START SOURCE PASSAGE
# $20,000 EV Conversion Contest



## GregR (Oct 16, 2010)

I trust everyone has heard by now that Jack Rickard from http://www.evtv.me is sponsoring a $US20,000 give-way of EV conversion goodies. 
This includes Netgain Warp 9, CALB batteries and Solitron Controller plus some other stuff. 

You can enter the competition here. 
http://web.me.com/mjrickard/contest.html


----------



## KiwiEV (Jul 26, 2007)

I'm entered! No harm in trying, right? 

A 30 kWh battery pack... Wow... 

Dreaming...


----------



## Coley (Jul 26, 2007)

Hey Kiwi,
What have you been up to?
Is another EV in the works?


----------



## KiwiEV (Jul 26, 2007)

Coley said:


> Hey Kiwi,
> What have you been up to?
> Is another EV in the works?


Mate I'm broker than a broke mortgage broker on Brokeback Mountain. We're down to 1 income at the moment - and my hours have just been cut! Sadly this all means an EV is absolutely out of the question as we're having to borrow money just to pay the regular bills. 
Hopefully things will change soon if the Mrs can finally find work. There's lots of job vacancies about, but the competition is fierce.


----------
END SOURCE PASSAGE
WRITTEN PROBLEM 1 —
Answer these from the forum thread:
(a) Who is sponsoring the giveaway?
(b) What size of battery pack does KiwiEV mention?
(c) How many incomes does KiwiEV's household have at the moment?
WRITTEN PROBLEM 2 — Reproduce the forum thread starting with "I trust everyone" and going on through "in trying, right?", renaming "goodies" to "parts".
START DATASET RECORDS
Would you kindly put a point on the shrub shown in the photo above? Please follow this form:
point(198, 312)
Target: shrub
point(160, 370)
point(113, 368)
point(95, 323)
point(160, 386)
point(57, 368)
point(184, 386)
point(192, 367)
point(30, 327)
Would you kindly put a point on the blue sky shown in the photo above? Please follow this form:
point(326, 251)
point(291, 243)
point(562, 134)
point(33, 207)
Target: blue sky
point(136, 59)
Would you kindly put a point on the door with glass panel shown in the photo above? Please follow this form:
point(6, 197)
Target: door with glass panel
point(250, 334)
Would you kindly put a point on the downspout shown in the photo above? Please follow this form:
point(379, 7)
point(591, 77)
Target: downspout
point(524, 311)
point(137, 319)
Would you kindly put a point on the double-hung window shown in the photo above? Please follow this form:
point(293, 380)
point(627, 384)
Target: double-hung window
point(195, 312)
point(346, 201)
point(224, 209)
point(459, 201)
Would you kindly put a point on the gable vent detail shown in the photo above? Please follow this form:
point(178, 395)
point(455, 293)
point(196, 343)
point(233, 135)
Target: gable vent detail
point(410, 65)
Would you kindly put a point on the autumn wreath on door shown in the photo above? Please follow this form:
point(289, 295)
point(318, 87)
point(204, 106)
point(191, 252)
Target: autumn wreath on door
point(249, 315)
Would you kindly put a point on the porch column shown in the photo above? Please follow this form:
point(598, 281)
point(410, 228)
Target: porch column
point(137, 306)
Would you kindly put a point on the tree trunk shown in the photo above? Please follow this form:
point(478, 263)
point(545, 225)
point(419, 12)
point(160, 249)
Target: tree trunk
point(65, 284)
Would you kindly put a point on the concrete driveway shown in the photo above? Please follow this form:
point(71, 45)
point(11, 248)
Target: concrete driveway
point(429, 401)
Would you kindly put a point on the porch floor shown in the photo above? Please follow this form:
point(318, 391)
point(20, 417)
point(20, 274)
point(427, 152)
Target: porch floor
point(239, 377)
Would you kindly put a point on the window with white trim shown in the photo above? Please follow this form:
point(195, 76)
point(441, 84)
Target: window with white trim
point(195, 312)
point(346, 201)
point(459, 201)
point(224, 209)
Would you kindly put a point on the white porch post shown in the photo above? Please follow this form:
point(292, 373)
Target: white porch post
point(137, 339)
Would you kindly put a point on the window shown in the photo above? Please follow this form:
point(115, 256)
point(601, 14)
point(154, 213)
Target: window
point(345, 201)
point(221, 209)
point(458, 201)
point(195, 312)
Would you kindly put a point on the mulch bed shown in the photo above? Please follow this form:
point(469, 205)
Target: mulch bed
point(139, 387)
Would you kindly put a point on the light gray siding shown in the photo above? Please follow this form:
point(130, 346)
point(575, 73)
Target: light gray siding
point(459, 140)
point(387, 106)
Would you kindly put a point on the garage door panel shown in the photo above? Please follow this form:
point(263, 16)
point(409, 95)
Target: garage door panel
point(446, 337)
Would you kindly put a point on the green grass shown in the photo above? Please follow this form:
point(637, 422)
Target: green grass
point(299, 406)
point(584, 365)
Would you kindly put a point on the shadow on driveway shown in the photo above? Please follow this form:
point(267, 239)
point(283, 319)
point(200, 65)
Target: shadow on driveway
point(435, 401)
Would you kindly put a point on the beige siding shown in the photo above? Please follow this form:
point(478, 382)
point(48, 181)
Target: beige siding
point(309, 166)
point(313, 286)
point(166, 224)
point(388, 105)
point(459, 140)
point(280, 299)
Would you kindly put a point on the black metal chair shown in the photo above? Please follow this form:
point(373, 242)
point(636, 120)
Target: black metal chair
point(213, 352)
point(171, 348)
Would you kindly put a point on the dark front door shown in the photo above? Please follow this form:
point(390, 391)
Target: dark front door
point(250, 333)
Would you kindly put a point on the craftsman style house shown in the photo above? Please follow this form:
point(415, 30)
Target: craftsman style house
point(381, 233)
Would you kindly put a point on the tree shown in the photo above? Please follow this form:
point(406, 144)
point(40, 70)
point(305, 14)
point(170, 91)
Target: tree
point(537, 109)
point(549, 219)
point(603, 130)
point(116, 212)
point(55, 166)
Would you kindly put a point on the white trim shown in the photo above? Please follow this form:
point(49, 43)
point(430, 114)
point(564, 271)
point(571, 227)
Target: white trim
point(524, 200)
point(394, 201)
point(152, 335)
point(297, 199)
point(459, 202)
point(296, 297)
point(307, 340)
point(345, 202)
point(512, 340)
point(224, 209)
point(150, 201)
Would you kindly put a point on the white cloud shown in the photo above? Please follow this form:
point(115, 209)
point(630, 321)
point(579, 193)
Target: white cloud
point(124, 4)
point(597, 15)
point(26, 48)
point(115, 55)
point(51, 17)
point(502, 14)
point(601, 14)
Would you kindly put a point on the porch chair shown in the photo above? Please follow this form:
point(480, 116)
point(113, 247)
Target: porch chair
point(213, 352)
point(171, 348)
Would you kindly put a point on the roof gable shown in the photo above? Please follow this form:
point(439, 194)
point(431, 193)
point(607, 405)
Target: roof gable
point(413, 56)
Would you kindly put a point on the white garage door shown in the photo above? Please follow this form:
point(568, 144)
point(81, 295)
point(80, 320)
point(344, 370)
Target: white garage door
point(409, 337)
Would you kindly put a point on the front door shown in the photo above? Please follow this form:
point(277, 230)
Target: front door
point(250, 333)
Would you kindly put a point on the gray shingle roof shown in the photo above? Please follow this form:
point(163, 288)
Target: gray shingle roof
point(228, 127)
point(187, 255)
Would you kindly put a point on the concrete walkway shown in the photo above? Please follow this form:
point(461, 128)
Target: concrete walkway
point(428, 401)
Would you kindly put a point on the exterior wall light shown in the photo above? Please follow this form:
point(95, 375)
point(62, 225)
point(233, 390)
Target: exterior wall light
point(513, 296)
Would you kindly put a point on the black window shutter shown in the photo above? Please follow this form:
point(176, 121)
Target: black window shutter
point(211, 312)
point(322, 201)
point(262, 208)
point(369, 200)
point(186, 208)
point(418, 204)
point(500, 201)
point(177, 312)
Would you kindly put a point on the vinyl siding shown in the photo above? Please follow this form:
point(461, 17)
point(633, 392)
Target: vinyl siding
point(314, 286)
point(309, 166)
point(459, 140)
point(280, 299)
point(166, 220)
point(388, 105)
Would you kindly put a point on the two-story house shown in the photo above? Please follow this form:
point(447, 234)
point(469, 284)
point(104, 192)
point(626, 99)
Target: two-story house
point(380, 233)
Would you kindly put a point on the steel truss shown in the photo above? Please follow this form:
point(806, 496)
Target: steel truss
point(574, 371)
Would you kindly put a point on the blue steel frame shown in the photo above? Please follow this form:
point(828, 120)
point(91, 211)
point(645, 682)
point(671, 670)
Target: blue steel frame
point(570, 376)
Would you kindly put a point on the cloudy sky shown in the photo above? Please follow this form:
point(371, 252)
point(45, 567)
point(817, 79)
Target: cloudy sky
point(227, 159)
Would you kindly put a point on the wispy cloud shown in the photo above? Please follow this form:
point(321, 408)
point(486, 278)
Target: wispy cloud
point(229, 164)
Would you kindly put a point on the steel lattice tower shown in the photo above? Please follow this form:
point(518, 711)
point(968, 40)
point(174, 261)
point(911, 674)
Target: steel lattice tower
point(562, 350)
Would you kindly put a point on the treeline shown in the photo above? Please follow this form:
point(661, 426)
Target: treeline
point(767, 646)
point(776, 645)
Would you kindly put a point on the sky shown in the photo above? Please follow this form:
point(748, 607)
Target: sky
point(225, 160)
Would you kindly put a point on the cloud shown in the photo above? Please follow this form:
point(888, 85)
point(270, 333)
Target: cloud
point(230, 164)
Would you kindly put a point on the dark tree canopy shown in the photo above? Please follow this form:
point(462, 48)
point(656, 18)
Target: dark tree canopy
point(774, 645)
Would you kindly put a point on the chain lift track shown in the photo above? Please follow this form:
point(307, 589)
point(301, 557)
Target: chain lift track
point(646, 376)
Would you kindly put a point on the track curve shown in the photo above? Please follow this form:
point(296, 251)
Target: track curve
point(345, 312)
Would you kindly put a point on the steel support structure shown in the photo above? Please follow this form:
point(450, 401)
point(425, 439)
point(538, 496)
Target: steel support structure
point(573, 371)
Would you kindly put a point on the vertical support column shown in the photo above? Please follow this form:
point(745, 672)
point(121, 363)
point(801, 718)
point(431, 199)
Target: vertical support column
END DATASET RECORDS
COMPLETE ANSWER 1 —
(a) Jack Rickard
(b) 30 kWh
(c) One

COMPLETE ANSWER 2 —
I trust everyone has heard by now that Jack Rickard from http://www.evtv.me is sponsoring a $US20,000 give-way of EV conversion parts. 
This includes Netgain Warp 9, CALB batteries and Solitron Controller plus some other stuff. 

You can enter the competition here. 
http://web.me.com/mjrickard/contest.html


----------



## KiwiEV (Jul 26, 2007)

I'm entered! No harm in trying, right?